WHAT YOU SHOULD DO:
Copy out, word for word, everything in the rows below from the line containing "Can you see the gable" down to the last line of the rows, including both ends.

EXERCISE INPUT:

►

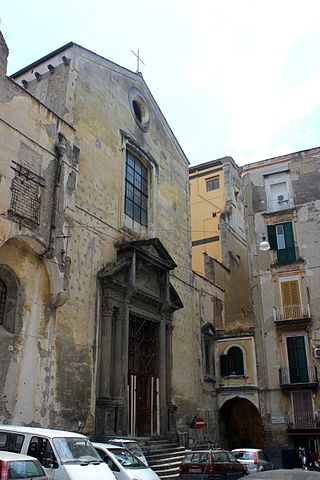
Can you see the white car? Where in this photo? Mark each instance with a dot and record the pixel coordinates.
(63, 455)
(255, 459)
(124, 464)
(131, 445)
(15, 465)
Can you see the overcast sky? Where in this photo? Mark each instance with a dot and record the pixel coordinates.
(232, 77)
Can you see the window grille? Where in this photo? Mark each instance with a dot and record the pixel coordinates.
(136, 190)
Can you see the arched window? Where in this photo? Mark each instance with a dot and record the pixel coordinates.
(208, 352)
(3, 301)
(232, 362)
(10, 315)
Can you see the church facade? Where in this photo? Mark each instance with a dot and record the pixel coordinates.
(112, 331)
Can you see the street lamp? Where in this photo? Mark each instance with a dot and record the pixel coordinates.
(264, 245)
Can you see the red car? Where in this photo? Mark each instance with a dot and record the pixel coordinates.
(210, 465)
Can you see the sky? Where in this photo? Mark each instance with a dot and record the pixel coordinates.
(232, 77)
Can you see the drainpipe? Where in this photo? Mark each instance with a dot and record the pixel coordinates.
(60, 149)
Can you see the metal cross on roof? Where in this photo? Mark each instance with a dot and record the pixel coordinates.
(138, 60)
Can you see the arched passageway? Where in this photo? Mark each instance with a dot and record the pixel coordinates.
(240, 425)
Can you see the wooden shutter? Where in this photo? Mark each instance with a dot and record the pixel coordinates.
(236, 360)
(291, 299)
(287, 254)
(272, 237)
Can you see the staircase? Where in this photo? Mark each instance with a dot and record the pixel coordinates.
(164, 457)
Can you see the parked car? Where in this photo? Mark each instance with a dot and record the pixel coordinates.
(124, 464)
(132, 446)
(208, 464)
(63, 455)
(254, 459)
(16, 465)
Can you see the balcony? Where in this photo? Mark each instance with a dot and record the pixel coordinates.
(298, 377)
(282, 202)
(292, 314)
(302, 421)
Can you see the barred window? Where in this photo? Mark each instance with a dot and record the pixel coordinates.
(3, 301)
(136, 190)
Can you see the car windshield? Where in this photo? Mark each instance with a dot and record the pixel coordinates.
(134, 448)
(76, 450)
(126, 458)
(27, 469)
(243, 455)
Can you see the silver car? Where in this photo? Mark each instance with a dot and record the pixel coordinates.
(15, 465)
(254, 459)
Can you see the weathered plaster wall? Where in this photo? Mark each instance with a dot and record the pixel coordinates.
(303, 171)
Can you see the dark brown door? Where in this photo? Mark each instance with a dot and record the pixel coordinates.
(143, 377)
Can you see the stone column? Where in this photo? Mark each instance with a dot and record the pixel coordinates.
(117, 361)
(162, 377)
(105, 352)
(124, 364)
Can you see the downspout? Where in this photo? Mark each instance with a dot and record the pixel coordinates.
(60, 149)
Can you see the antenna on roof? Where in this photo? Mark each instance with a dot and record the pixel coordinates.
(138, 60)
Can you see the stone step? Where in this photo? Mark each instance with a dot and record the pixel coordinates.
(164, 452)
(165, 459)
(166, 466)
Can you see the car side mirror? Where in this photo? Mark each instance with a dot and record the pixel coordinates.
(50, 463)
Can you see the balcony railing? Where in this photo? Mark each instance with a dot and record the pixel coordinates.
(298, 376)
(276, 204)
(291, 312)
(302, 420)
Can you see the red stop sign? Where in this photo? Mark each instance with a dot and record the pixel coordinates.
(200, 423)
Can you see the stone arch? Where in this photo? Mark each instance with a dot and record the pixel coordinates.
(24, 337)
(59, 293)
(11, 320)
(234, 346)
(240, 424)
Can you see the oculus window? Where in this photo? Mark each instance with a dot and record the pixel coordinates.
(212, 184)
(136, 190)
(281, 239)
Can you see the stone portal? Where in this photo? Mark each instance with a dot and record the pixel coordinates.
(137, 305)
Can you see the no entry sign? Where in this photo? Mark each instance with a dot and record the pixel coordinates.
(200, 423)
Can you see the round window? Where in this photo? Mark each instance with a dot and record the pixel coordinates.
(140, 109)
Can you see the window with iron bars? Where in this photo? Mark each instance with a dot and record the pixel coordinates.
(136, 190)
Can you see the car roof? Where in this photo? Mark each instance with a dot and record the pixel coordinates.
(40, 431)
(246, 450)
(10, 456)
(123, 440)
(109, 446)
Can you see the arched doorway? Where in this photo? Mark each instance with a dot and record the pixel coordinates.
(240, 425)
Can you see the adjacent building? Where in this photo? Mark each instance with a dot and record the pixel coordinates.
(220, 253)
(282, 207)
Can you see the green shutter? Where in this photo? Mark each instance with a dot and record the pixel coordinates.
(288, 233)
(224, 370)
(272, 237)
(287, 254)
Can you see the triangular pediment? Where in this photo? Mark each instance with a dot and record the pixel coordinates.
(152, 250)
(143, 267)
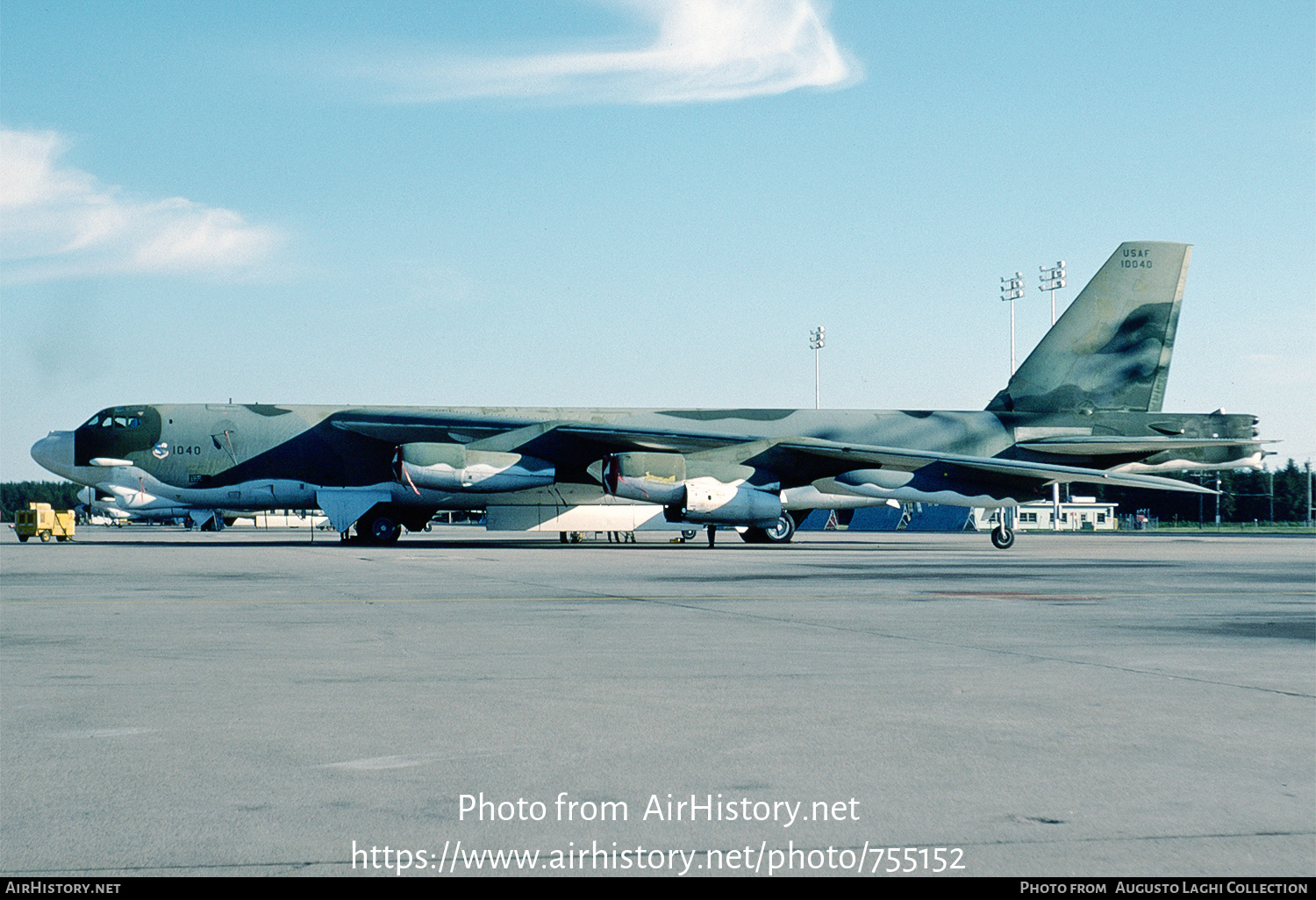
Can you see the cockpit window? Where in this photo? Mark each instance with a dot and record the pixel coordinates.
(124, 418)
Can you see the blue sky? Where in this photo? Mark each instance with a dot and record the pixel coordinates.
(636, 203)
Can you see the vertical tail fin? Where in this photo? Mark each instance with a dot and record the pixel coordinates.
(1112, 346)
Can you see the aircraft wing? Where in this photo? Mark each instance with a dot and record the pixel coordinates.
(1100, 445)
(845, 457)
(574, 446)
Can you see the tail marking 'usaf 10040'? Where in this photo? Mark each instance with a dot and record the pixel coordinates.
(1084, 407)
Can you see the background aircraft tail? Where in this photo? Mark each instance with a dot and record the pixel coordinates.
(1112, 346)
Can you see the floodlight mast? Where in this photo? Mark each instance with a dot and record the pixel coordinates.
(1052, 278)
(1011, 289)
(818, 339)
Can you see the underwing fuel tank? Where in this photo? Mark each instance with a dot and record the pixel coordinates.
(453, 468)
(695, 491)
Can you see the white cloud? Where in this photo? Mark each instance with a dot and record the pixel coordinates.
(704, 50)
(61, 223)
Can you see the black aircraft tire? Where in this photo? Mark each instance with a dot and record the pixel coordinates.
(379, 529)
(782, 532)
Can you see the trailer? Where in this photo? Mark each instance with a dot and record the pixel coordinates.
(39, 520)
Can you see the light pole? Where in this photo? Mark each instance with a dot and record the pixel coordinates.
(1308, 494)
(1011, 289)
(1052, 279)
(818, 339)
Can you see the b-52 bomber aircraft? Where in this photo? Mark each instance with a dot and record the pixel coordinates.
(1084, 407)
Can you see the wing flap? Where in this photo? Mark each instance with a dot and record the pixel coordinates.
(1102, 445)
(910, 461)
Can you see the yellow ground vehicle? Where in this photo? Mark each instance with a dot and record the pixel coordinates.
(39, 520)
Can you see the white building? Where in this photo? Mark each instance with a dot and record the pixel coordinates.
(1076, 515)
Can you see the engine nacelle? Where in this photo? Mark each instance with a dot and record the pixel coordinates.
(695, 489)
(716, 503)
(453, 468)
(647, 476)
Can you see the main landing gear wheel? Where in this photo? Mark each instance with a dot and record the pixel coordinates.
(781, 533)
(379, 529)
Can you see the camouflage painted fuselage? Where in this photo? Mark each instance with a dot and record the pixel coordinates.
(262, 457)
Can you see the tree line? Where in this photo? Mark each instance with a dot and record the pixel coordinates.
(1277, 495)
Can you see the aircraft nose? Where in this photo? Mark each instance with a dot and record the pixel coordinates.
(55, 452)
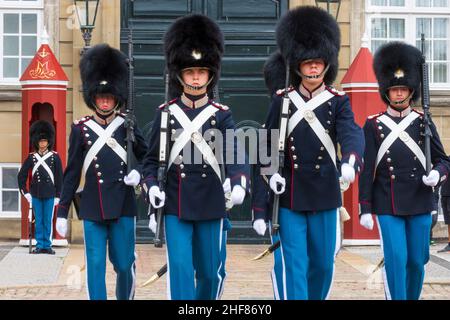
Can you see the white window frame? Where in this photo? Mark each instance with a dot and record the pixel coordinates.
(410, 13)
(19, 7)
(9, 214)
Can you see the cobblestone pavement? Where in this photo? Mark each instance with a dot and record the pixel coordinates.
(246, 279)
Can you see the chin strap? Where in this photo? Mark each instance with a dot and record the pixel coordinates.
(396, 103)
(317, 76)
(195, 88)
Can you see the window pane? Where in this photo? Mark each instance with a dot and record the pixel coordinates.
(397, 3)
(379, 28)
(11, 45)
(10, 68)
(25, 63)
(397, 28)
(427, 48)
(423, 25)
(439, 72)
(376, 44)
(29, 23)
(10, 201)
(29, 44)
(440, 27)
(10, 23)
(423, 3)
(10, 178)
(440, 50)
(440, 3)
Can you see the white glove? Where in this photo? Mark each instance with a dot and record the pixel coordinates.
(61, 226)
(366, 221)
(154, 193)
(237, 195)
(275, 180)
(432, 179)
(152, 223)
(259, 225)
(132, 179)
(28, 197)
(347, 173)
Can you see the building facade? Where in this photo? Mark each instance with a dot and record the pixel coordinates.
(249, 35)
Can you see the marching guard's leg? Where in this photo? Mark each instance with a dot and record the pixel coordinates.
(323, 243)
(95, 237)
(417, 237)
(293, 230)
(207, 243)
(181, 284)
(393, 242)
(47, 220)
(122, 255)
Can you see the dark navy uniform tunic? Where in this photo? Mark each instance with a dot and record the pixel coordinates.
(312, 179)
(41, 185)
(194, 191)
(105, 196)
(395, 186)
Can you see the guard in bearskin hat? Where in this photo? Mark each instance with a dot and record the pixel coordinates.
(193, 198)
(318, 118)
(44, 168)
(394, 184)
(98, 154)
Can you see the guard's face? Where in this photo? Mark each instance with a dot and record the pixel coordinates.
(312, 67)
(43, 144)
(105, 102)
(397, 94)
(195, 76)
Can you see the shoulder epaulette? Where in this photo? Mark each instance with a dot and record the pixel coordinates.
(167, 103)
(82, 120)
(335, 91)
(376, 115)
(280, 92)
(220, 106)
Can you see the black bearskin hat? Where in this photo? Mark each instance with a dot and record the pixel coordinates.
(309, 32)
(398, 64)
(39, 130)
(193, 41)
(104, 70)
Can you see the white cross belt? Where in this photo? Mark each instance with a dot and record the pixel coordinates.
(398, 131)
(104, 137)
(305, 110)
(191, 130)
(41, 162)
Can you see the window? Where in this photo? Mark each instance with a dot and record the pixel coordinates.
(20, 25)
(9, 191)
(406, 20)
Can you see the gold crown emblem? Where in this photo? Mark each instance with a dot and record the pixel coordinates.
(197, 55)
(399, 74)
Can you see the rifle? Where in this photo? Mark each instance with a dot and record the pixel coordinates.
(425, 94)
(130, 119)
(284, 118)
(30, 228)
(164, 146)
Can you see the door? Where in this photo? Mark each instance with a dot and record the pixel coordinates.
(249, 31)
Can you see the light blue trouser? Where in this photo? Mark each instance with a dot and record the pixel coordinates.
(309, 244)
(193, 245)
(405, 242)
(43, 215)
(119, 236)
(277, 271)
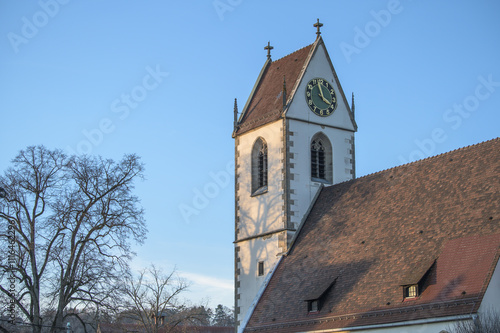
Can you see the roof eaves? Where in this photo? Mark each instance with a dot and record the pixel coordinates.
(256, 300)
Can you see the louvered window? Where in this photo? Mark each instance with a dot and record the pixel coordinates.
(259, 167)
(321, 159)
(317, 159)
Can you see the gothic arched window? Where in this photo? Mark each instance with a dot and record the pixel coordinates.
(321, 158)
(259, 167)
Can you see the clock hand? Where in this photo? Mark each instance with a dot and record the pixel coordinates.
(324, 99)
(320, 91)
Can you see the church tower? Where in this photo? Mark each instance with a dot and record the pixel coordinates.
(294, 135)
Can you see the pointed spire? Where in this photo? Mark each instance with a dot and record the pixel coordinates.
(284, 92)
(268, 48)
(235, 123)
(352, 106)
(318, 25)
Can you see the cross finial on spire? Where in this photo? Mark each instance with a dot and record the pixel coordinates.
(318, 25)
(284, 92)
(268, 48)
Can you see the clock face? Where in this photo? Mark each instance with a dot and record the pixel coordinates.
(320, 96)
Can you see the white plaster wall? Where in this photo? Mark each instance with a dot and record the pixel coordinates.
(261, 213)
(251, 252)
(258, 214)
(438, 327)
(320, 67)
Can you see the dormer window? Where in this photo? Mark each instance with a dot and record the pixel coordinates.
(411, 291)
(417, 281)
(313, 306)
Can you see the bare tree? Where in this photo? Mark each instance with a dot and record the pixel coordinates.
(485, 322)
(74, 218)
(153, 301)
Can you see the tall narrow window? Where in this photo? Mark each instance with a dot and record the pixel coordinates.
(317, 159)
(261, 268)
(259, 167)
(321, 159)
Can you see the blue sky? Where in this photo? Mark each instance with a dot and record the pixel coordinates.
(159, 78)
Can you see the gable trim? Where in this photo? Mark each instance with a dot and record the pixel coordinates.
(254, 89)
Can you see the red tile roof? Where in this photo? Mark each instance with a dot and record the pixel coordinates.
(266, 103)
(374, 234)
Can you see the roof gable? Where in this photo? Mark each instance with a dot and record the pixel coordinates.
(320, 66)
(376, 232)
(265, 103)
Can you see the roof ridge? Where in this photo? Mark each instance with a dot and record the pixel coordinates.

◄

SOLVED PROBLEM:
Can you see the gable trim? Where in this photo? Mark each instance with a dot and record the pixel coordinates.
(254, 89)
Can you see the red tile roof? Where in this photo? Mark each instance with a dot and record the pixel coordinates.
(266, 103)
(374, 234)
Can you see the roof gable? Where in this photo? Mark each instance with a dot and record the pixel coordinates.
(320, 66)
(376, 232)
(265, 103)
Can you see the roof ridge? Where in this photo? Mark each instance with a dot and record the pixel coordinates.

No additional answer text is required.